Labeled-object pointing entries
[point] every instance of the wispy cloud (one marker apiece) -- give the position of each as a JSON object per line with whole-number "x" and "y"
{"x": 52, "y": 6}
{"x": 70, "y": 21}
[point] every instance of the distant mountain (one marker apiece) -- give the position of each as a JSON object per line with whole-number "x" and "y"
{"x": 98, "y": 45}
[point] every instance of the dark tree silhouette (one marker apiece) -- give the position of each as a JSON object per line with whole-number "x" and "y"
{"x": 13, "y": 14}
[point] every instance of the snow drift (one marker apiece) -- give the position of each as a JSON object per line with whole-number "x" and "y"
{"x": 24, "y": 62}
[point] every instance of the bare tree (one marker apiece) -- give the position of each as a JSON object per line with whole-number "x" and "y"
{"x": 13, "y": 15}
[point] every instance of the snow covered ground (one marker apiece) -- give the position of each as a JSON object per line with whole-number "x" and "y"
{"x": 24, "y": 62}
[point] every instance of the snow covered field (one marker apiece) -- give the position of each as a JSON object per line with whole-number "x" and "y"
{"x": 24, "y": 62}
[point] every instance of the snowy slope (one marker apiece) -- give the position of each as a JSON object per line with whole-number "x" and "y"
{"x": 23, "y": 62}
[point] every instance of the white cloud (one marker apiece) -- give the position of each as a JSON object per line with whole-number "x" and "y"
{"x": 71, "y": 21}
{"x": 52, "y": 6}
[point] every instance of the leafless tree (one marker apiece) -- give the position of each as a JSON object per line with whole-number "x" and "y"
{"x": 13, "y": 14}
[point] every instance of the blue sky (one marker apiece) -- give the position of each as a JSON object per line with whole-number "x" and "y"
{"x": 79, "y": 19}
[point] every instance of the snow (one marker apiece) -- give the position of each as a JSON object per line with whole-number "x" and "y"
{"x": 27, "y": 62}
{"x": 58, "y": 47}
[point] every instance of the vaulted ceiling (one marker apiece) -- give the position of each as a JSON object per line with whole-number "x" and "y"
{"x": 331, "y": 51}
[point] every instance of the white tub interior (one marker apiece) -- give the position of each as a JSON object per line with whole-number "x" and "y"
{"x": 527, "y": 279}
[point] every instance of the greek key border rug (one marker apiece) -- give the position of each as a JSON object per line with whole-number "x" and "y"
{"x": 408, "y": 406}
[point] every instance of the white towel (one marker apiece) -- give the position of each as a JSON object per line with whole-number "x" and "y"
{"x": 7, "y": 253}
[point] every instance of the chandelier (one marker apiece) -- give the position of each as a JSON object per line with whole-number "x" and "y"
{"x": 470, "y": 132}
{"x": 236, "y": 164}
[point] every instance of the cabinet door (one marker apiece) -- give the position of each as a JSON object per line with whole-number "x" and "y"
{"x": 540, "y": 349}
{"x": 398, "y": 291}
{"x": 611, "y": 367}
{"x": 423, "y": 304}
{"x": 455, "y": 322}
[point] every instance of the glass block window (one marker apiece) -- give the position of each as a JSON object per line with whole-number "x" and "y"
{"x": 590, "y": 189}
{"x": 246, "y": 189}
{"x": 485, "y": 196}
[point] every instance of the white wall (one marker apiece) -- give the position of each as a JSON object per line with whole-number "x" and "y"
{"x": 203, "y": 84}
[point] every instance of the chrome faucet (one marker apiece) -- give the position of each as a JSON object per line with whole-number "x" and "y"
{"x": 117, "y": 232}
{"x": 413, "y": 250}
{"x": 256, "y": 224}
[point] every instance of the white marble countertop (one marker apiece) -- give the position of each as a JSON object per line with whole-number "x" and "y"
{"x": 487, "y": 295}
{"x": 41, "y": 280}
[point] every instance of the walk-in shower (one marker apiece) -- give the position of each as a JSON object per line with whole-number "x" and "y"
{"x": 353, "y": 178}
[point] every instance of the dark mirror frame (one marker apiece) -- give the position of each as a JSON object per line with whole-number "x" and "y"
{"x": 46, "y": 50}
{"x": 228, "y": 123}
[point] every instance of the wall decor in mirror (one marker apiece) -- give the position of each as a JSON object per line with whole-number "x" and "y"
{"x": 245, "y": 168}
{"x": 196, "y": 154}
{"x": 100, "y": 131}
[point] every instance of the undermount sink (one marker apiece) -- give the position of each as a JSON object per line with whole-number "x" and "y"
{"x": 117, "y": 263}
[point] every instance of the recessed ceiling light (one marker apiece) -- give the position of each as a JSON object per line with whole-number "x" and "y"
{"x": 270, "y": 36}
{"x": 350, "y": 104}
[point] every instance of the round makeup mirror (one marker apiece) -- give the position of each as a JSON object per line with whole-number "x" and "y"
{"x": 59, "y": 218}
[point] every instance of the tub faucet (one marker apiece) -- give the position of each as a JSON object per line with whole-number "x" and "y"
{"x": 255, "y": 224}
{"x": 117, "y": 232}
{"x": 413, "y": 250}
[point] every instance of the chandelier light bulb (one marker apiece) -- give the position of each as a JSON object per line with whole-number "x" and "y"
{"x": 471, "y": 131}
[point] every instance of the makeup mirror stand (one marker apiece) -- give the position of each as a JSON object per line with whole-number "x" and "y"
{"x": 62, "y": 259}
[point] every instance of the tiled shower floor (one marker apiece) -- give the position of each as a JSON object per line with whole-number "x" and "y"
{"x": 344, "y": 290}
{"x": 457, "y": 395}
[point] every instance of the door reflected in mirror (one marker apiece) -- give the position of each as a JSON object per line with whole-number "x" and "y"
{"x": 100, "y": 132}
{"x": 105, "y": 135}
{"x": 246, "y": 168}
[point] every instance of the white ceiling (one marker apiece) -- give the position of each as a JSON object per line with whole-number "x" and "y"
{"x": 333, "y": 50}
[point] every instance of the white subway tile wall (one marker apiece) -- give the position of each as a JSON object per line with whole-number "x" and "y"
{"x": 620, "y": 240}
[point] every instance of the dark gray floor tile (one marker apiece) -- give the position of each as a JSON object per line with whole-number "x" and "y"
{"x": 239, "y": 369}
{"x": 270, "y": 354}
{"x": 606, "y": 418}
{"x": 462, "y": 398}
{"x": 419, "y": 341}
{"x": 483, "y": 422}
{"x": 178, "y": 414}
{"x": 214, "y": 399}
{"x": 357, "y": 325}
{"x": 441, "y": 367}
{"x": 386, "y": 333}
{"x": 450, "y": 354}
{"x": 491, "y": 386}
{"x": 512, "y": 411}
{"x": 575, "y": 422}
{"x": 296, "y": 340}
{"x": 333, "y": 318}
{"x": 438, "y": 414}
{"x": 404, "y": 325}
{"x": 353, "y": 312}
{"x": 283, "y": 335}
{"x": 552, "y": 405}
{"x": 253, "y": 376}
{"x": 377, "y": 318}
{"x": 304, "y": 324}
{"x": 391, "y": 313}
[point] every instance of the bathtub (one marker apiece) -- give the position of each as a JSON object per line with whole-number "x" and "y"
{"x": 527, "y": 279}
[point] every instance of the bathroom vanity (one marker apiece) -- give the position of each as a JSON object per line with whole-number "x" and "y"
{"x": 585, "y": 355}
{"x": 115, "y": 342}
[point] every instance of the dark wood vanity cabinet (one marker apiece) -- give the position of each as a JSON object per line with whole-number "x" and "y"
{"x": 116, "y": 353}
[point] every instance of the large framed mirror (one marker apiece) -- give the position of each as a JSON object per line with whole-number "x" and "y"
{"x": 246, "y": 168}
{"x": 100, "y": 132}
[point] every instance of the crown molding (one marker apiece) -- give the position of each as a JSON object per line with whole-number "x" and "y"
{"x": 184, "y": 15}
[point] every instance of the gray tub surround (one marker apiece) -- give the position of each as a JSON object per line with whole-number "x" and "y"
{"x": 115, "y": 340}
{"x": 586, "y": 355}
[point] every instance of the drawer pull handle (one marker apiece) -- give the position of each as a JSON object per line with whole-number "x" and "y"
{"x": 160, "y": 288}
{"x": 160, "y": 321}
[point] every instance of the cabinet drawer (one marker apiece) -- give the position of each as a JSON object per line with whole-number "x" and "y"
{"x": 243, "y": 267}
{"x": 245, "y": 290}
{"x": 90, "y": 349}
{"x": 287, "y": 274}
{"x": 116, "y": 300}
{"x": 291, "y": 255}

**REQUEST:** Every line from the one holding "[point] every instance of the large" through the final line of the listing must be echoed exactly; leave out all other lines.

**RESULT OF THE EXERCISE:**
[point] every instance of the large framed mirror (one marker apiece) -- give the position of each as a JSON object per line with whole-number "x" and "y"
{"x": 246, "y": 168}
{"x": 100, "y": 132}
[point] every instance of the crown molding (one marker apiece) -- give the position of each as a JSON object per line with whole-number "x" and "y"
{"x": 184, "y": 15}
[point] every instance of the gray tub surround (one marker apiece) -- give the position of each as a JSON object per line with whole-number "x" and "y"
{"x": 115, "y": 340}
{"x": 586, "y": 355}
[point] every instance of the drawer pull handle (one marker apiece) -- give the position of each as a JSON object per line with whole-number "x" and "y"
{"x": 160, "y": 288}
{"x": 160, "y": 321}
[point] every instance of the cabinet drawer (one marker apiece) -- give the position of each as a JSON object per line with whole-number "x" and "y"
{"x": 243, "y": 267}
{"x": 245, "y": 290}
{"x": 90, "y": 349}
{"x": 287, "y": 274}
{"x": 116, "y": 300}
{"x": 291, "y": 255}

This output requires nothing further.